**Problem description:** Return all of the data that follows precisely, leaving every image out.

══ Working data

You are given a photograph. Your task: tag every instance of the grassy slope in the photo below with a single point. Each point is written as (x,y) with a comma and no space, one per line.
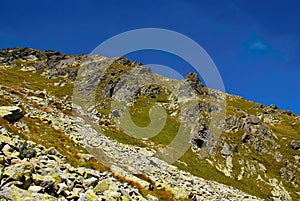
(17,80)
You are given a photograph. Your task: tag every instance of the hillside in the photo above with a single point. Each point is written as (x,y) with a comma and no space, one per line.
(63,135)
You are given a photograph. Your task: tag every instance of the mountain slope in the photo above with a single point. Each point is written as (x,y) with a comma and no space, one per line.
(257,150)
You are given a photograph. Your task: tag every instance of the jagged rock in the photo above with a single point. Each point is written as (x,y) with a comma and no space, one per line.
(295,144)
(226,150)
(18,171)
(287,174)
(119,172)
(245,138)
(102,186)
(15,193)
(195,83)
(11,113)
(35,189)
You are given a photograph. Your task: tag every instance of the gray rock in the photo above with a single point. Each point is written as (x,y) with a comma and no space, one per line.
(195,83)
(11,113)
(295,144)
(225,150)
(15,193)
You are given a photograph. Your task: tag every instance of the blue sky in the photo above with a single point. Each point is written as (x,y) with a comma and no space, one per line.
(255,44)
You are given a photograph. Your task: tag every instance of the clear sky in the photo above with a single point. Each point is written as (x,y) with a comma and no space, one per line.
(255,44)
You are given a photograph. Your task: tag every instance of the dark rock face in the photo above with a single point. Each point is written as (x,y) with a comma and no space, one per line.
(204,137)
(295,144)
(11,113)
(195,83)
(225,150)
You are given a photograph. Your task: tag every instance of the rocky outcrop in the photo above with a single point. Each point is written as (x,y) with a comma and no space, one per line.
(195,83)
(11,113)
(252,148)
(295,144)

════

**Answer:**
You are given a photograph. Your task: tag every instance of the grassy slope in the photo below with a single point. Each point is written as (x,y) with a comma and no space, one per line.
(17,80)
You are given a photograph. Your task: tag every instance of the hillside in the photo above with a single point. Each point is written as (x,y) with a comma and no space, one per line.
(63,135)
You are given a photograph. Your task: tag every instance of the mountain slope in the photo above with a single point. Each point is written as (x,y) with a comma and no space, one per line.
(257,150)
You are given a photograph. Your task: tag every instance of the jagged rock in the photo above with a single point. Each point is written as (x,y) with a comma and no space, one per line.
(295,144)
(226,150)
(18,171)
(287,174)
(119,172)
(245,138)
(102,186)
(15,193)
(195,83)
(11,113)
(35,189)
You are given a photograph. Your task: tag every instance of the gray rock in the photo above with a single point. Each point is written as (x,y) with a comma and no space, one per line.
(195,83)
(11,113)
(295,144)
(225,150)
(15,193)
You are given a photograph. Your task: tag every instance of the blue sky in the photo above with a single point. Each point is written as (x,y) with a comma and no space, one per line.
(255,44)
You are given a photograph. Your task: tag every instance of the clear sky in the photo above with a single point. Each point is written as (x,y) with a comma and no space, one per line.
(255,44)
You are given a photograph. Your task: tag every instance of the dark rock face in the photo above with a single point. Each point is written as (x,y) with a comma and no space, one per line.
(204,137)
(295,144)
(11,113)
(195,83)
(225,150)
You are given a photograph. Your task: tag every instance of the rocky outcrop in the photo above with a single point. Each point is written as (x,y) with a comma and no space, one per line.
(195,83)
(11,113)
(252,148)
(295,144)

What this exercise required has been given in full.